[PROBLEM TO SOLVE] Nothing but the lines from the one containing "curved gable roof -> point" through the end of the entries should be set down, each exactly as written.

══════

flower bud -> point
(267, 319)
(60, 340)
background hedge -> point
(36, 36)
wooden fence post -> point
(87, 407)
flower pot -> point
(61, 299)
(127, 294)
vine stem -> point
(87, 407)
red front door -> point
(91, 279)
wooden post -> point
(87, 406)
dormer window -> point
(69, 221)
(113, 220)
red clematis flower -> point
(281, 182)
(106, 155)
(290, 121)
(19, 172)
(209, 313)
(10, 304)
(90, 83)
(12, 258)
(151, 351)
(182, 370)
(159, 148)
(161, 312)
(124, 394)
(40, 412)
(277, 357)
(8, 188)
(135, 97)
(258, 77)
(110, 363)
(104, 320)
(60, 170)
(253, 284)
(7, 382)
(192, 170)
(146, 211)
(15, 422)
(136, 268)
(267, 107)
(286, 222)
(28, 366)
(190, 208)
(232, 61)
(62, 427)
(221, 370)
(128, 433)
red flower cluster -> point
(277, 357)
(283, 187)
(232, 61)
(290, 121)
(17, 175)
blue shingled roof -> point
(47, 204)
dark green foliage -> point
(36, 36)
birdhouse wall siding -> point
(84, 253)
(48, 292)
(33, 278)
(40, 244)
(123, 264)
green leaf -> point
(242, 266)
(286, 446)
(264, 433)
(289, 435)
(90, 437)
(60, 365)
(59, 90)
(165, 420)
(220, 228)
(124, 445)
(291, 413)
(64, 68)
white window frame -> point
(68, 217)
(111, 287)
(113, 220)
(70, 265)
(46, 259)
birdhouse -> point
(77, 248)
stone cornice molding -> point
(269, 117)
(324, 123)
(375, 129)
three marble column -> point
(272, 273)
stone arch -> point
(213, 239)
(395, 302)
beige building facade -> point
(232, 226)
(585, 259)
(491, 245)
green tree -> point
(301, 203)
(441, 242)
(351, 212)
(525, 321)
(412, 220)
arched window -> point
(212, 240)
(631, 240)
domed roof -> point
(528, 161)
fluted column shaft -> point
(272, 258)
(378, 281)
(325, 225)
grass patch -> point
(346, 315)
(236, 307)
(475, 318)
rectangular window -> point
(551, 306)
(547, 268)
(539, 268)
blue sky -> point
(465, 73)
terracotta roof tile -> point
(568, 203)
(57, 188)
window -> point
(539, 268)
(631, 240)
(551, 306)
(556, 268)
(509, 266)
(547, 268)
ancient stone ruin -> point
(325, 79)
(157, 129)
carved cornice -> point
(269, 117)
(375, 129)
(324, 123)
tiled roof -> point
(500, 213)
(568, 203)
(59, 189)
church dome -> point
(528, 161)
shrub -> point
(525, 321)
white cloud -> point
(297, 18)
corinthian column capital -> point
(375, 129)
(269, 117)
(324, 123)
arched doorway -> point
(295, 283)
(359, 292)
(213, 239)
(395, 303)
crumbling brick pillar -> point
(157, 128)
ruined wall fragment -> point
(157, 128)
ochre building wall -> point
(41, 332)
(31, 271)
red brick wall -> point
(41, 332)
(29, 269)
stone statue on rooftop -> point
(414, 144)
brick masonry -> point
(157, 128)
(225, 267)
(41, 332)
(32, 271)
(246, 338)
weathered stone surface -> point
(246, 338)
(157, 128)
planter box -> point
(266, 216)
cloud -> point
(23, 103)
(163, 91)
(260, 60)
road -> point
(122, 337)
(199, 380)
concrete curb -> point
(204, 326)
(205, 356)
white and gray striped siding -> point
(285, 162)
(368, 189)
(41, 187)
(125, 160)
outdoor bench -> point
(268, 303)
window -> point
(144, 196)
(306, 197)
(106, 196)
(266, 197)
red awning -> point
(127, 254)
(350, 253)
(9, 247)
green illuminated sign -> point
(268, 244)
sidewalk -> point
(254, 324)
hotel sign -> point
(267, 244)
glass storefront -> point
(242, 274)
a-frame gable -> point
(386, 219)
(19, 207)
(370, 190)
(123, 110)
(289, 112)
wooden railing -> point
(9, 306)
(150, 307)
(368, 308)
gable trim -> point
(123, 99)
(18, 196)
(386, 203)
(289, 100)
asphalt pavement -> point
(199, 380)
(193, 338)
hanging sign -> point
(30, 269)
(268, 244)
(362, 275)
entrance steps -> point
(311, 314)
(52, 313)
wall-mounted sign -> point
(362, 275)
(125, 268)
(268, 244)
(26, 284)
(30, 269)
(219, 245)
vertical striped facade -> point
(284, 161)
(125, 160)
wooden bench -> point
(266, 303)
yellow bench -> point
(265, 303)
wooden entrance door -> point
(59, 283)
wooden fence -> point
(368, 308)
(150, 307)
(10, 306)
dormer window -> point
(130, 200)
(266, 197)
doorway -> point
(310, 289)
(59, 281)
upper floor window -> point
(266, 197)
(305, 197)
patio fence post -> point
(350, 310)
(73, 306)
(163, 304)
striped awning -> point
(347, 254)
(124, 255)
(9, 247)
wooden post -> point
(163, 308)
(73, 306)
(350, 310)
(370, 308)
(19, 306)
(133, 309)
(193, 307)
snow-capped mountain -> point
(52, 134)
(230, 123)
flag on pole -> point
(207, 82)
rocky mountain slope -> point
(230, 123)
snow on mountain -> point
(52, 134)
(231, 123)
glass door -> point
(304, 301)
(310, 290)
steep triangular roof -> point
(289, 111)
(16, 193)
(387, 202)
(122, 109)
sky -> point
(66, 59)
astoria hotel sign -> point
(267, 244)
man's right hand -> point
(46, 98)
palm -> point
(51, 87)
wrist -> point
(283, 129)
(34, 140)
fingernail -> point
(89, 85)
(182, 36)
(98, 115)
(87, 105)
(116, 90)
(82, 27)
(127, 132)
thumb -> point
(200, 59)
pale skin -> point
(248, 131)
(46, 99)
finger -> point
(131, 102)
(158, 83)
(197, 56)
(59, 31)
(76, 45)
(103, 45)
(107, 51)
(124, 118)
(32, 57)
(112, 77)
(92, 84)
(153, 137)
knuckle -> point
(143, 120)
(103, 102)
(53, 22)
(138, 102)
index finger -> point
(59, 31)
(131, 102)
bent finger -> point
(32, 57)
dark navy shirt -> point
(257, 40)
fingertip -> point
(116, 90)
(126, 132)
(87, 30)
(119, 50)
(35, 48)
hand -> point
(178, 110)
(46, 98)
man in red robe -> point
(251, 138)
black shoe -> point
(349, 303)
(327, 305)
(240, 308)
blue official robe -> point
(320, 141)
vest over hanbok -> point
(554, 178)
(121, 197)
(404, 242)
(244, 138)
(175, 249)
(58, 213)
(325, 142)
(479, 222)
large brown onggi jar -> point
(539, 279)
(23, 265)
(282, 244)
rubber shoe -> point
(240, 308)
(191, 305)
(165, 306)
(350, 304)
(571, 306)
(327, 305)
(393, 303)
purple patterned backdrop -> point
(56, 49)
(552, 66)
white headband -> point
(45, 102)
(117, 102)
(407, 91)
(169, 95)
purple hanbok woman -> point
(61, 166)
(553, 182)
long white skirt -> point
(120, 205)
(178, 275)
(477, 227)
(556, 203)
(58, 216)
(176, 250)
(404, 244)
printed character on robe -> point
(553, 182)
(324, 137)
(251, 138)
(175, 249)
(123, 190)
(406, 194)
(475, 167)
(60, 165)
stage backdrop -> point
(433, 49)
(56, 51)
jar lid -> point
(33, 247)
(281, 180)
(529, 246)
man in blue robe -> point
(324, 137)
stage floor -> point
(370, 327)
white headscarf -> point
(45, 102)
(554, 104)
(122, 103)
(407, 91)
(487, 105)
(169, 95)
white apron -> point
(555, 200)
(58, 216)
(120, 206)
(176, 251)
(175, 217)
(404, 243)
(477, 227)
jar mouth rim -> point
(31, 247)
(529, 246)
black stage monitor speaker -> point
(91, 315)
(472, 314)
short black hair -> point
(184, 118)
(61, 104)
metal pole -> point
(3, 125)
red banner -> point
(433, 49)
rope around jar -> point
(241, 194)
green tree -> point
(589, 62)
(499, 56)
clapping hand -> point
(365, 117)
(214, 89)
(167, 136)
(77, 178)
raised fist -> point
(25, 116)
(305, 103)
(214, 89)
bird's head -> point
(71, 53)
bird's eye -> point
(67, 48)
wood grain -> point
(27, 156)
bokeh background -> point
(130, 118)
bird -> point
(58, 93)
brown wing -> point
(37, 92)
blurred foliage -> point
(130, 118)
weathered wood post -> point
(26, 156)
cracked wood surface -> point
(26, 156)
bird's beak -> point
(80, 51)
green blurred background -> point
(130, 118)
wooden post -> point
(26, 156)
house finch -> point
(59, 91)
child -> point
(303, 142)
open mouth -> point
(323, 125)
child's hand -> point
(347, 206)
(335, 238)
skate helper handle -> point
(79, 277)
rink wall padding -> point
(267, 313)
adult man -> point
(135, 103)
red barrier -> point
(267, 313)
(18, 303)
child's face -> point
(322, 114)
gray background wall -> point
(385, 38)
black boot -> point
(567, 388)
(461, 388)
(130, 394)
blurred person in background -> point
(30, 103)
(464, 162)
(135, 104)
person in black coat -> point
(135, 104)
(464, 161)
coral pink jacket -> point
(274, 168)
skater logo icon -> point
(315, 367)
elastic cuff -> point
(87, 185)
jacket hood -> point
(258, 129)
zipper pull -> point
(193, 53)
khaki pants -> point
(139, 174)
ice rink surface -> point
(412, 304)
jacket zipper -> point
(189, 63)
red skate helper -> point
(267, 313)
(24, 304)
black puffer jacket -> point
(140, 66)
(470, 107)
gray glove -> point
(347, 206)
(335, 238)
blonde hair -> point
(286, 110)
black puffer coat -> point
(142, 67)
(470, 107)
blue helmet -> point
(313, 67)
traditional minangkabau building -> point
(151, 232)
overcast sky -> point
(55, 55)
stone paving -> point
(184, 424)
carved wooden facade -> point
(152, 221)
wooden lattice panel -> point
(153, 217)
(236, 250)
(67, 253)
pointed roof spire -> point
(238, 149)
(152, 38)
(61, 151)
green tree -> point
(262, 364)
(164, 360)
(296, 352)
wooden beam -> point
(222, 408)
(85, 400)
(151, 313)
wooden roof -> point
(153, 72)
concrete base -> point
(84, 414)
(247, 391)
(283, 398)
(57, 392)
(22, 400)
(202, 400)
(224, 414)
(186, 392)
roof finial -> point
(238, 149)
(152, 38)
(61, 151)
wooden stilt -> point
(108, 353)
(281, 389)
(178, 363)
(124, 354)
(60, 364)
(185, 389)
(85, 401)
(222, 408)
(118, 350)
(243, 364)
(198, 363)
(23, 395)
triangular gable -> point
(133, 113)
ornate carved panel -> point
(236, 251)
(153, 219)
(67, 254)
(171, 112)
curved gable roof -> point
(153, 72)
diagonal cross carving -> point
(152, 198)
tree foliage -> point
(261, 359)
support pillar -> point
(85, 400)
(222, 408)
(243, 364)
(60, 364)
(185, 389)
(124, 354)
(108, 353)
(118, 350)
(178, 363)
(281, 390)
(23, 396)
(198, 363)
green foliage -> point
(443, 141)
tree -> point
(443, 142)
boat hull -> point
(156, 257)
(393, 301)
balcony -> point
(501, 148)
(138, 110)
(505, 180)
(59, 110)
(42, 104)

══════

[TASK SOLUTION]
curved gable roof -> point
(153, 72)
diagonal cross carving -> point
(152, 198)
tree foliage -> point
(261, 359)
support pillar -> point
(85, 400)
(222, 408)
(243, 364)
(60, 364)
(185, 389)
(124, 354)
(108, 353)
(118, 350)
(178, 363)
(281, 390)
(23, 396)
(198, 363)
green foliage -> point
(443, 141)
tree -> point
(443, 142)
boat hull -> point
(156, 257)
(393, 301)
balcony -> point
(501, 148)
(138, 110)
(505, 180)
(59, 110)
(42, 104)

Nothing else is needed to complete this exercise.